### Recorded data
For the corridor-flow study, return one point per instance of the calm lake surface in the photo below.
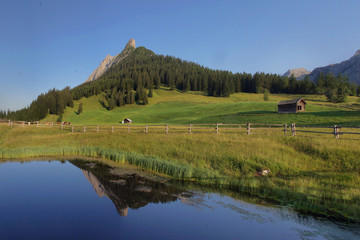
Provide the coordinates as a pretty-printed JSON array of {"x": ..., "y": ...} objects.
[{"x": 88, "y": 200}]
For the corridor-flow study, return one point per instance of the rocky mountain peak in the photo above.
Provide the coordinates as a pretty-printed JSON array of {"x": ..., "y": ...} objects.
[
  {"x": 131, "y": 43},
  {"x": 110, "y": 61},
  {"x": 357, "y": 53},
  {"x": 298, "y": 73}
]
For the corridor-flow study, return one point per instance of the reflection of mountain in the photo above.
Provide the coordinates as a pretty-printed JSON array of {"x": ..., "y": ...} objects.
[{"x": 126, "y": 188}]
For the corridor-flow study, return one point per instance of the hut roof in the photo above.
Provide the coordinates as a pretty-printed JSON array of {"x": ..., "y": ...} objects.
[{"x": 291, "y": 101}]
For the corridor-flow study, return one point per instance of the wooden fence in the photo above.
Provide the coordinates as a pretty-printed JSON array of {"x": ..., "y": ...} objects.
[{"x": 248, "y": 128}]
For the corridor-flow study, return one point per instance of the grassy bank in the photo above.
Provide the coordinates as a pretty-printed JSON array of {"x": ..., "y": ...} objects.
[
  {"x": 315, "y": 175},
  {"x": 174, "y": 107}
]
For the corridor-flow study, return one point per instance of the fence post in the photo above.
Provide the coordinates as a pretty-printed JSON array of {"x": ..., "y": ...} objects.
[
  {"x": 336, "y": 131},
  {"x": 293, "y": 129}
]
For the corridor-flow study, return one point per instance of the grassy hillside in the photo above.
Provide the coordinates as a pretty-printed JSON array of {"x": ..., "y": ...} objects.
[{"x": 175, "y": 107}]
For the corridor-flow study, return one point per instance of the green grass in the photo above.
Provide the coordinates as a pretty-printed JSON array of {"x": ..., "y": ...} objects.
[
  {"x": 315, "y": 174},
  {"x": 318, "y": 175},
  {"x": 174, "y": 107}
]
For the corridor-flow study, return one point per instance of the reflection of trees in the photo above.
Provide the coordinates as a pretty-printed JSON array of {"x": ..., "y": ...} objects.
[{"x": 127, "y": 189}]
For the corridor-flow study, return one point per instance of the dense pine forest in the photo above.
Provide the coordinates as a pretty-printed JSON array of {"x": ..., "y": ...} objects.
[{"x": 135, "y": 78}]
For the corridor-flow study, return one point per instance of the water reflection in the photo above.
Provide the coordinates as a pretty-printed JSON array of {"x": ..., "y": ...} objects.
[
  {"x": 127, "y": 188},
  {"x": 35, "y": 204}
]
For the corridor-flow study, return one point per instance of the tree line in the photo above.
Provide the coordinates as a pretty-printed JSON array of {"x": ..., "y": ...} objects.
[
  {"x": 134, "y": 79},
  {"x": 53, "y": 102}
]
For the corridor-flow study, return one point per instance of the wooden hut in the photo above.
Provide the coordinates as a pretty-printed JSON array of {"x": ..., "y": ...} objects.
[
  {"x": 292, "y": 106},
  {"x": 127, "y": 120}
]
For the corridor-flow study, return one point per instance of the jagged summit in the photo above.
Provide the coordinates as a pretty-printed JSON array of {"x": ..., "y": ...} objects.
[
  {"x": 131, "y": 42},
  {"x": 357, "y": 53},
  {"x": 110, "y": 61},
  {"x": 349, "y": 68},
  {"x": 298, "y": 73}
]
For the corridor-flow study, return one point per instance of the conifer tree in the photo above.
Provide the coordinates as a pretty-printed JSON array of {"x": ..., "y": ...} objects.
[{"x": 80, "y": 109}]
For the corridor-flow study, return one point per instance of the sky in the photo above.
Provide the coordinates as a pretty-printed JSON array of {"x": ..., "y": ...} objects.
[{"x": 58, "y": 43}]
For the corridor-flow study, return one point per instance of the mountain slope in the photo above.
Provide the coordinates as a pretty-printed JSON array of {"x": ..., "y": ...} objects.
[
  {"x": 350, "y": 68},
  {"x": 110, "y": 61},
  {"x": 298, "y": 73}
]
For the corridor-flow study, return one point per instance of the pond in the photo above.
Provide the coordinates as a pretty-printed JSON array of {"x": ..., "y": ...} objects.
[{"x": 90, "y": 200}]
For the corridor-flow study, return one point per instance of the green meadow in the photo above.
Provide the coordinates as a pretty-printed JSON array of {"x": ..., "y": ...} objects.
[
  {"x": 175, "y": 107},
  {"x": 313, "y": 173}
]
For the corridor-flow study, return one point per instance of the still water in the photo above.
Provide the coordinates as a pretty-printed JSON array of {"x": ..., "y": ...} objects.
[{"x": 87, "y": 200}]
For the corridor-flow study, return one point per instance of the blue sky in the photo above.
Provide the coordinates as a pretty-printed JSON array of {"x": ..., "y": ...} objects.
[{"x": 46, "y": 44}]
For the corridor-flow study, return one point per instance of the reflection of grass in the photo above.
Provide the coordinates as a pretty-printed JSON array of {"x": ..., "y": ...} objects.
[
  {"x": 174, "y": 107},
  {"x": 316, "y": 175}
]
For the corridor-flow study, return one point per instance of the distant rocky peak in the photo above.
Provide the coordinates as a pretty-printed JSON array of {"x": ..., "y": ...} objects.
[
  {"x": 131, "y": 43},
  {"x": 357, "y": 53}
]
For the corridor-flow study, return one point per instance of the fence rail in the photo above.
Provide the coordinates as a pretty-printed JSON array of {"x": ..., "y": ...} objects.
[{"x": 248, "y": 128}]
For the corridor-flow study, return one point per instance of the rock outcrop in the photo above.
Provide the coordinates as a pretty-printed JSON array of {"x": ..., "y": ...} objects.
[
  {"x": 298, "y": 73},
  {"x": 110, "y": 61},
  {"x": 350, "y": 68}
]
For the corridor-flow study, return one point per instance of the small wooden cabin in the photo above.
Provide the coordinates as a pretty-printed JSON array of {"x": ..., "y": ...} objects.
[
  {"x": 292, "y": 106},
  {"x": 127, "y": 120}
]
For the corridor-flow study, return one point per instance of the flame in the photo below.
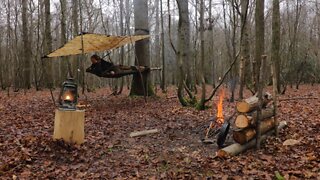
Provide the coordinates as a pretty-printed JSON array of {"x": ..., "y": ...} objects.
[
  {"x": 220, "y": 118},
  {"x": 68, "y": 97}
]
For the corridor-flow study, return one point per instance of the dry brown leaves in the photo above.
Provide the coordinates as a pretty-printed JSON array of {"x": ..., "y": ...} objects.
[{"x": 28, "y": 151}]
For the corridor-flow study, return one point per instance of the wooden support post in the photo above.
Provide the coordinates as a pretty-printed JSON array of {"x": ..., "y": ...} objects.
[{"x": 69, "y": 126}]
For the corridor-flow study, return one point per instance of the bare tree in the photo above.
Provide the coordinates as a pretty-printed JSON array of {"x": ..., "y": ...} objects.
[
  {"x": 27, "y": 46},
  {"x": 245, "y": 54},
  {"x": 259, "y": 40},
  {"x": 48, "y": 44},
  {"x": 141, "y": 83}
]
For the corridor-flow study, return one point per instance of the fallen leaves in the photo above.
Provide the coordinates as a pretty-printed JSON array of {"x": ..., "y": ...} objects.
[
  {"x": 27, "y": 150},
  {"x": 290, "y": 142}
]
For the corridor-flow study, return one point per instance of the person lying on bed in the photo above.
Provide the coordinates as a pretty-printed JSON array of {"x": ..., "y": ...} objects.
[{"x": 99, "y": 66}]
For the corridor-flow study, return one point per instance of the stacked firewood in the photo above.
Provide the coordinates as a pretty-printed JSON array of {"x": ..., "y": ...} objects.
[{"x": 245, "y": 123}]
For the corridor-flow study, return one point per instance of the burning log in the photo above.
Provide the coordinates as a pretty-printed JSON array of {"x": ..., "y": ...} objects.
[
  {"x": 252, "y": 103},
  {"x": 236, "y": 148},
  {"x": 246, "y": 135},
  {"x": 245, "y": 121}
]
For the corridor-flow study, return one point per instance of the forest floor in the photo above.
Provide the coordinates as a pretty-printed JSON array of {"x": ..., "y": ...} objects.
[{"x": 27, "y": 150}]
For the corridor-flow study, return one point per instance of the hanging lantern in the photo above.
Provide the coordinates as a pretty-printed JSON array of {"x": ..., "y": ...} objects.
[{"x": 68, "y": 95}]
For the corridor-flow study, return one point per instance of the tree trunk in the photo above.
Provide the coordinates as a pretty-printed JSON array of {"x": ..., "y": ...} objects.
[
  {"x": 75, "y": 32},
  {"x": 245, "y": 54},
  {"x": 275, "y": 46},
  {"x": 48, "y": 44},
  {"x": 259, "y": 41},
  {"x": 163, "y": 77},
  {"x": 65, "y": 66},
  {"x": 141, "y": 83},
  {"x": 201, "y": 105},
  {"x": 275, "y": 55},
  {"x": 26, "y": 44},
  {"x": 183, "y": 51}
]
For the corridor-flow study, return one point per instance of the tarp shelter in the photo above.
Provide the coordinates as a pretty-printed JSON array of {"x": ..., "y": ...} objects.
[{"x": 93, "y": 43}]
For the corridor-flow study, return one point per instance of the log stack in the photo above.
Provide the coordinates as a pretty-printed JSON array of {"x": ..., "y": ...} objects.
[{"x": 245, "y": 123}]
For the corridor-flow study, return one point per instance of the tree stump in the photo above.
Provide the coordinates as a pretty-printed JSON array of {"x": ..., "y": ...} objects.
[{"x": 69, "y": 126}]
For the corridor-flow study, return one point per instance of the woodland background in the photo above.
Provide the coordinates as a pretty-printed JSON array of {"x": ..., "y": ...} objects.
[{"x": 31, "y": 29}]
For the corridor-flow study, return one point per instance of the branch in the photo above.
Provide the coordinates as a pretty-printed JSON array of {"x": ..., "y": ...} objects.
[{"x": 223, "y": 78}]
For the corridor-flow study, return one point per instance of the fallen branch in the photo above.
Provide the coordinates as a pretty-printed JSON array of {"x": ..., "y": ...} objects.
[
  {"x": 297, "y": 98},
  {"x": 236, "y": 148},
  {"x": 144, "y": 132}
]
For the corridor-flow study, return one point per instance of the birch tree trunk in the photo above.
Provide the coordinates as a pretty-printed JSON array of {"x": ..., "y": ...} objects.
[
  {"x": 64, "y": 64},
  {"x": 141, "y": 84},
  {"x": 245, "y": 54},
  {"x": 183, "y": 52},
  {"x": 259, "y": 41},
  {"x": 26, "y": 43},
  {"x": 48, "y": 44}
]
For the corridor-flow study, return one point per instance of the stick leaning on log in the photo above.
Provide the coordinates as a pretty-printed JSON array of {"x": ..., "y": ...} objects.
[
  {"x": 244, "y": 121},
  {"x": 252, "y": 103},
  {"x": 236, "y": 148},
  {"x": 246, "y": 135}
]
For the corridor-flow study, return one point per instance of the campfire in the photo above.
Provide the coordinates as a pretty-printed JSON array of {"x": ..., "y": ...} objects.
[
  {"x": 220, "y": 119},
  {"x": 219, "y": 126}
]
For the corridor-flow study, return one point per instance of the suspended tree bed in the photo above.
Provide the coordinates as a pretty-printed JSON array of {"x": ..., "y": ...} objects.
[
  {"x": 91, "y": 43},
  {"x": 118, "y": 71}
]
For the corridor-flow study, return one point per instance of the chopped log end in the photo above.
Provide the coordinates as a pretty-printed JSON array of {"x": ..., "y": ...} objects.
[
  {"x": 244, "y": 136},
  {"x": 241, "y": 121},
  {"x": 243, "y": 107},
  {"x": 236, "y": 148},
  {"x": 252, "y": 103}
]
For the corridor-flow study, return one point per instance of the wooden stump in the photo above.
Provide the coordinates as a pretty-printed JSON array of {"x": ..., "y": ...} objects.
[
  {"x": 246, "y": 135},
  {"x": 252, "y": 103},
  {"x": 69, "y": 126},
  {"x": 244, "y": 121}
]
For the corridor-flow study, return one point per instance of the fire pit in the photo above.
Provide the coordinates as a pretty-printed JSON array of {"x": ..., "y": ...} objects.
[{"x": 219, "y": 126}]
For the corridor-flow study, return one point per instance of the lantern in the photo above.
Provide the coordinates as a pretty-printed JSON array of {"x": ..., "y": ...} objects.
[{"x": 68, "y": 95}]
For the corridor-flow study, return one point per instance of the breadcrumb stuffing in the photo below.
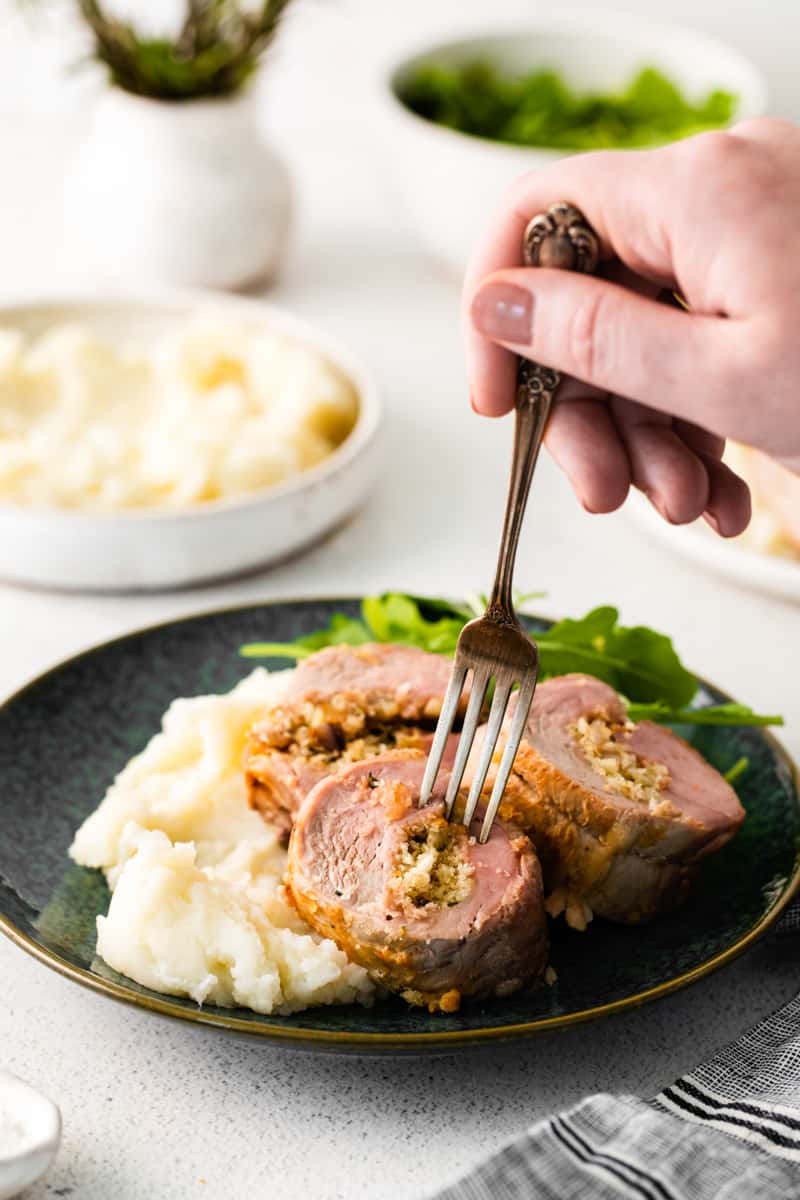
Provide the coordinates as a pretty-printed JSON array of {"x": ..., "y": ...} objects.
[
  {"x": 431, "y": 867},
  {"x": 624, "y": 771}
]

### Aim of the task
Repeat exactly the lines from the one containing "pit in the photo above." to the last line of the records above, including both, and leave out any pictures.

### Solution to this problem
For the corridor-flow study, return one point per instance of the fire pit in the photo above.
Provide the coordinates as a pretty-printed JSON array of {"x": ..., "y": ...} objects.
[{"x": 219, "y": 126}]
For the corridor-flow study, return one point per instance of the lantern in the photo above.
Provide the coordinates as a pretty-printed JSON array of {"x": ..., "y": ...} objects.
[{"x": 68, "y": 95}]
For the corridor-flow study, return one point per instance of the breadcrumb stuffing in the photo below.
Provide the coordinates as a pretty-printed JSON array of {"x": ..., "y": ...} objects.
[
  {"x": 431, "y": 867},
  {"x": 624, "y": 771}
]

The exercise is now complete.